» Records for the task:
:::
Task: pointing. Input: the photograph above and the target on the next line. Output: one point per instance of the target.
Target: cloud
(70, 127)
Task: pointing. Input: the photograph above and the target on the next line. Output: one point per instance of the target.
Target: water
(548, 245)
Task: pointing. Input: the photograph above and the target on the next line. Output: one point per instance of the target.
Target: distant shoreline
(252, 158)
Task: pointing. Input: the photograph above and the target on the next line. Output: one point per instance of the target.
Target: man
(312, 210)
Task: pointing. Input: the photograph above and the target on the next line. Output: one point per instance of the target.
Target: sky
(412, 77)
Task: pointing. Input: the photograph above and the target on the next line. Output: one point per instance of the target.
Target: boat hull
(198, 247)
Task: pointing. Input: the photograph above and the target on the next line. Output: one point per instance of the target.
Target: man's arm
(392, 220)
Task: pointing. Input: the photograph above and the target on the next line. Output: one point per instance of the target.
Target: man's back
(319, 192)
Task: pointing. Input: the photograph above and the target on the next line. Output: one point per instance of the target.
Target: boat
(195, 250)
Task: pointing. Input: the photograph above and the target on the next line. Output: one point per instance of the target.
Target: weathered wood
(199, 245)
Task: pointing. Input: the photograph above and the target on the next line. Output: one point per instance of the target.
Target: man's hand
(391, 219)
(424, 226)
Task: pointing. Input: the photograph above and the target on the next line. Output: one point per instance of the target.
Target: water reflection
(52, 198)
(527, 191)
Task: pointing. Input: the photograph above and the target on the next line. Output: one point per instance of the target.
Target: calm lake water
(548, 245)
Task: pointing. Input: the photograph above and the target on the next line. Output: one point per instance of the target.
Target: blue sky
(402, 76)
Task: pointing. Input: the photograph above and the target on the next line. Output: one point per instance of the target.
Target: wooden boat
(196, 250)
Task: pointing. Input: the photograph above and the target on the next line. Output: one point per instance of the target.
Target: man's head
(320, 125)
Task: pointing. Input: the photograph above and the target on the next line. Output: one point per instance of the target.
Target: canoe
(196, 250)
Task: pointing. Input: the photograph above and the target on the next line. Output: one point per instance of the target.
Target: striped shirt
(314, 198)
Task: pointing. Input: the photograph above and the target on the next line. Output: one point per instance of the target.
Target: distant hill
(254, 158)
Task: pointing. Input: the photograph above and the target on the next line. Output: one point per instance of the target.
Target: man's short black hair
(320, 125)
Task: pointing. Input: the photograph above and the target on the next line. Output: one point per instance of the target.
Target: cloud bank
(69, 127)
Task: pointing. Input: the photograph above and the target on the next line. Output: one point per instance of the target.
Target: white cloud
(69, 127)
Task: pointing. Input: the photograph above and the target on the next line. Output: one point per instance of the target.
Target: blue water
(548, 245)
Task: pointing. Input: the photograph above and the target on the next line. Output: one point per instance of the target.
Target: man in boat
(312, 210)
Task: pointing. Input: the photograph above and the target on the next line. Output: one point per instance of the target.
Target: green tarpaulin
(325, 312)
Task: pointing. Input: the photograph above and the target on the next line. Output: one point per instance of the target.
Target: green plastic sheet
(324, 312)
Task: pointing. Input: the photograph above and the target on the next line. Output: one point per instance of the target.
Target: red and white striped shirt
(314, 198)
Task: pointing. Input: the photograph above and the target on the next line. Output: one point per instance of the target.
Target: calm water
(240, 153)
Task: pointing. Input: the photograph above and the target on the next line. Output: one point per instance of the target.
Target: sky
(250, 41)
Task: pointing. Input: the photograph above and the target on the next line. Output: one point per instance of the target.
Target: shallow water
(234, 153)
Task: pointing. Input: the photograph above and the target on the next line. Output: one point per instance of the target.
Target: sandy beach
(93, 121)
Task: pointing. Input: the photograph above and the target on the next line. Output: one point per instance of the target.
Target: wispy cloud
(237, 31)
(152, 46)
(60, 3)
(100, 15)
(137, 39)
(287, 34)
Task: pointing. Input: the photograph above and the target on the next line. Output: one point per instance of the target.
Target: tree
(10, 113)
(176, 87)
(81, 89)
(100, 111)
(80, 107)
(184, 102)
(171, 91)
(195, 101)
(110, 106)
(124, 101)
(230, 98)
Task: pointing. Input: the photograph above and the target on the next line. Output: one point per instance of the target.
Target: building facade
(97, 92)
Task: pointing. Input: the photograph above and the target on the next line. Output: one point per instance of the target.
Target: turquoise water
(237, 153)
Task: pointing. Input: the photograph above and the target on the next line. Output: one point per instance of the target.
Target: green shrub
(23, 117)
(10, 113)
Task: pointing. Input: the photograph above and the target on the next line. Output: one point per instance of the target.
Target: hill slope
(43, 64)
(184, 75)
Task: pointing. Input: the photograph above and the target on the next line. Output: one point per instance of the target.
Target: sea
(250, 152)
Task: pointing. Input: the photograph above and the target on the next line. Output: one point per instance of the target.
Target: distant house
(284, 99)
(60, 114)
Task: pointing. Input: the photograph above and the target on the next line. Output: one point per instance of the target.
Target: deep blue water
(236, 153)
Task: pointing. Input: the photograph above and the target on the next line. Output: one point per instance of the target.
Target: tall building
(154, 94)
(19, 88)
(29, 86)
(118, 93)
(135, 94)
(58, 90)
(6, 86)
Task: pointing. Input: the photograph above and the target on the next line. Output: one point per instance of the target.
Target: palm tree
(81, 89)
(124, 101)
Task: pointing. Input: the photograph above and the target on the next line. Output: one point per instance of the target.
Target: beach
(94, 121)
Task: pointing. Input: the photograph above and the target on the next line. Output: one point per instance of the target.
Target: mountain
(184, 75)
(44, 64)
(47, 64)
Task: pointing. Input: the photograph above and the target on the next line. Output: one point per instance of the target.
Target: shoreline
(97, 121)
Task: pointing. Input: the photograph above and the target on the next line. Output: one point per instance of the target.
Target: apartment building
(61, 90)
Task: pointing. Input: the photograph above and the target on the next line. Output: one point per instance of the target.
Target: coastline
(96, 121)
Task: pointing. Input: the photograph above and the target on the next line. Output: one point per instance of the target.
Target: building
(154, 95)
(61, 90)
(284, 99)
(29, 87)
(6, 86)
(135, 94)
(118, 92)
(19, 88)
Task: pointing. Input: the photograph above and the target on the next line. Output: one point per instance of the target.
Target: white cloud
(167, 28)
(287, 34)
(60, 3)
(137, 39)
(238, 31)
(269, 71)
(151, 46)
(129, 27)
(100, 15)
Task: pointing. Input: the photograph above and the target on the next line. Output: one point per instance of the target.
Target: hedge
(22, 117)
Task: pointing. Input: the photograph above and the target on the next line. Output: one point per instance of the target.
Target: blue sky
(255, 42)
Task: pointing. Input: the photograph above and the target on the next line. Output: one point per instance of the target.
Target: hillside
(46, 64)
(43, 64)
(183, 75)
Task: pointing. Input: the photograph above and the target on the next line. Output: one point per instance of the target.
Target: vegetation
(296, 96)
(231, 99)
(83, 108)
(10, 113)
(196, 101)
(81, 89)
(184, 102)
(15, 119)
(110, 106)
:::
» Task to complete:
Line by line, restate the data exactly.

» Completed exercise:
Task: pointing. Input: the photograph above and the target on the next line. Output: one point per instance of the target.
Target: cloud
(70, 127)
Task: pointing. Input: the photograph above and the target on the next line. Output: one point per instance of the target.
Target: water
(548, 245)
Task: pointing. Input: the photograph above and the target on the next line. Output: one point per instance of the target.
Target: distant shoreline
(252, 158)
Task: pointing. Input: the photograph above and the target on the next line. Output: one point per instance of the target.
Target: man
(312, 210)
Task: pointing. Input: the photograph above and the target on the next line. Output: one point per instance of the target.
Target: sky
(412, 77)
Task: pointing. Input: the photograph above and the target on the next line. Output: one point per instance of the target.
Target: boat hull
(198, 247)
Task: pointing. Input: the photograph above and the target on the next line. Output: one point per instance of the target.
Target: man's arm
(392, 220)
Task: pointing. Input: the photograph above and the target on the next line. Output: one point per instance of the target.
Target: man's back
(319, 192)
Task: pointing. Input: the photograph above and the target on the next line. Output: one point per instance of the target.
Target: boat
(195, 250)
Task: pointing. Input: the photograph above and the target on the next line. Output: one point per instance of the target.
Target: weathered wood
(199, 245)
Task: pointing. Input: the photograph above and the target on the next line. Output: one point per instance of the target.
Target: man's hand
(391, 219)
(424, 226)
Task: pointing. Input: the photograph above and the target on the next line. Output: one point per instance of the target.
Target: water reflection
(52, 198)
(527, 191)
Task: pointing. Input: the photograph above and the target on the next line. Output: one point per instance of the target.
Target: calm lake water
(548, 245)
Task: pointing. Input: the photograph above and the target on the next line. Output: one point per instance of the target.
Target: blue sky
(402, 76)
Task: pointing. Input: the photograph above and the target on the next line. Output: one point per instance of the target.
Target: wooden boat
(196, 250)
Task: pointing. Input: the photograph above and the target on the next line. Output: one point per instance of the target.
Target: man's head
(320, 125)
Task: pointing. Input: the photograph above and the target on the next line. Output: one point per instance of the target.
Target: canoe
(196, 250)
Task: pointing. Input: the photograph above and the target on the next line. Output: one point per instance of the target.
Target: striped shirt
(314, 198)
Task: pointing. Input: the photograph above and the target on the next line. Output: one point per instance of the target.
Target: distant hill
(254, 158)
Task: pointing. Input: the photograph above and the target on the next line. Output: one point per instance of the target.
Target: man's short black hair
(320, 125)
Task: pointing. Input: the photograph above and the target on the next line. Output: one point per instance of the target.
Target: cloud bank
(69, 127)
Task: pointing. Input: the photograph above and the target on the next line. Output: one point per instance of the target.
Target: white cloud
(69, 127)
Task: pointing. Input: the photograph above and the target on the next line. Output: one point per instance of the target.
Target: blue water
(548, 245)
Task: pointing. Input: the photograph above and the target on the next line. Output: one point per instance of the target.
Target: man in boat
(312, 210)
Task: pointing. Input: the photograph above and the target on the next line. Output: one point per instance of the target.
Target: green tarpaulin
(325, 312)
Task: pointing. Input: the photograph above and the target on the next line. Output: one point per instance of the target.
Target: green plastic sheet
(324, 312)
Task: pointing. Input: the photograph above and the target on the next line. Output: one point per instance of the target.
Target: red and white striped shirt
(314, 198)
Task: pointing. Input: the photograph above and the target on the next line. Output: one point per instance of the target.
Target: calm water
(240, 153)
Task: pointing. Input: the photograph above and the target on the next line. Output: one point per instance of the target.
Target: sky
(250, 41)
Task: pointing. Input: the photograph above and the target on the next line. Output: one point per instance of the target.
Target: shallow water
(234, 153)
Task: pointing. Input: the photograph above and the target on the next line. Output: one point per instance of the target.
Target: sandy beach
(93, 121)
Task: pointing. Input: the photograph above and the target on the next line. Output: one point per instance of the target.
Target: wispy cloud
(237, 31)
(152, 46)
(60, 3)
(100, 15)
(137, 39)
(287, 34)
Task: pointing. Input: the photograph above and the target on the next line. Output: one point per instance of the target.
Target: tree
(10, 113)
(176, 87)
(81, 89)
(100, 111)
(80, 107)
(184, 102)
(171, 91)
(195, 101)
(110, 106)
(124, 101)
(230, 98)
Task: pointing. Input: the photograph above and the target on the next line. Output: one point per instance of the target.
Target: building facade
(97, 92)
Task: pointing. Input: the photograph above and the target on the next line. Output: one point per instance of the target.
Target: turquoise water
(237, 153)
Task: pointing. Input: the photograph above and the target on the next line. Output: one point per instance of the target.
Target: green shrub
(23, 117)
(10, 113)
Task: pointing. Input: the photograph above and the target on the next line. Output: one point per instance of the target.
Target: hill slope
(43, 64)
(184, 75)
Task: pointing. Input: the photograph above and the target on the next line. Output: one point per instance of the target.
Target: sea
(250, 152)
Task: pointing. Input: the photograph above and the target on the next line. Output: one point per instance of the target.
Target: distant house
(284, 99)
(60, 114)
Task: pointing. Input: the photograph above and the target on the next line. Output: one point per instance of the target.
Target: deep blue water
(236, 153)
Task: pointing. Input: the photograph above and the target on the next line. Output: one point per instance of the target.
Target: tall building
(154, 94)
(19, 88)
(29, 86)
(118, 93)
(135, 94)
(58, 90)
(6, 86)
Task: pointing. Input: the photograph above and the target on the next line. Output: one point per instance of the target.
Target: palm tree
(81, 89)
(124, 101)
Task: pointing. Input: the photograph above and the target on the next line. Output: one point per instance of the target.
Target: beach
(94, 121)
Task: pointing. Input: the photograph above and the target on the next line. Output: one point per instance of the target.
Target: mountain
(184, 75)
(44, 64)
(47, 64)
Task: pointing. Input: the photograph above and the target on the next line. Output: one point per instance of the target.
Target: shoreline
(97, 121)
Task: pointing. Input: the photograph above and the target on the next line. Output: one point per instance of the target.
Target: apartment building
(61, 90)
Task: pointing. Input: the photograph above and the target on the next line. Output: one point per instance of the target.
Target: coastline
(96, 121)
Task: pointing. Input: the photograph above and the target on the next line. Output: one point per instance of the target.
Target: building
(154, 95)
(61, 90)
(284, 99)
(29, 87)
(6, 86)
(135, 94)
(118, 92)
(19, 88)
Task: pointing. Input: the photograph above and the target on the next line. Output: one point per instance of the target.
Target: white cloud
(167, 28)
(287, 34)
(60, 3)
(137, 39)
(238, 31)
(269, 71)
(151, 46)
(129, 27)
(100, 15)
Task: pointing. Input: the photograph above and the target on the next line. Output: one point per instance of the target.
Target: hedge
(22, 117)
Task: pointing. Input: the photograph above and the target on the next line. Output: one point per instance of the target.
Target: blue sky
(255, 42)
Task: pointing. Input: the photograph above and the target on the next line. Output: one point per instance of the target.
Target: hillside
(46, 64)
(43, 64)
(183, 75)
Task: pointing. Input: the photograph above and the target on the next line. Output: one point per instance of the target.
Target: vegetation
(296, 96)
(231, 99)
(83, 108)
(10, 113)
(196, 101)
(81, 89)
(184, 102)
(15, 119)
(110, 106)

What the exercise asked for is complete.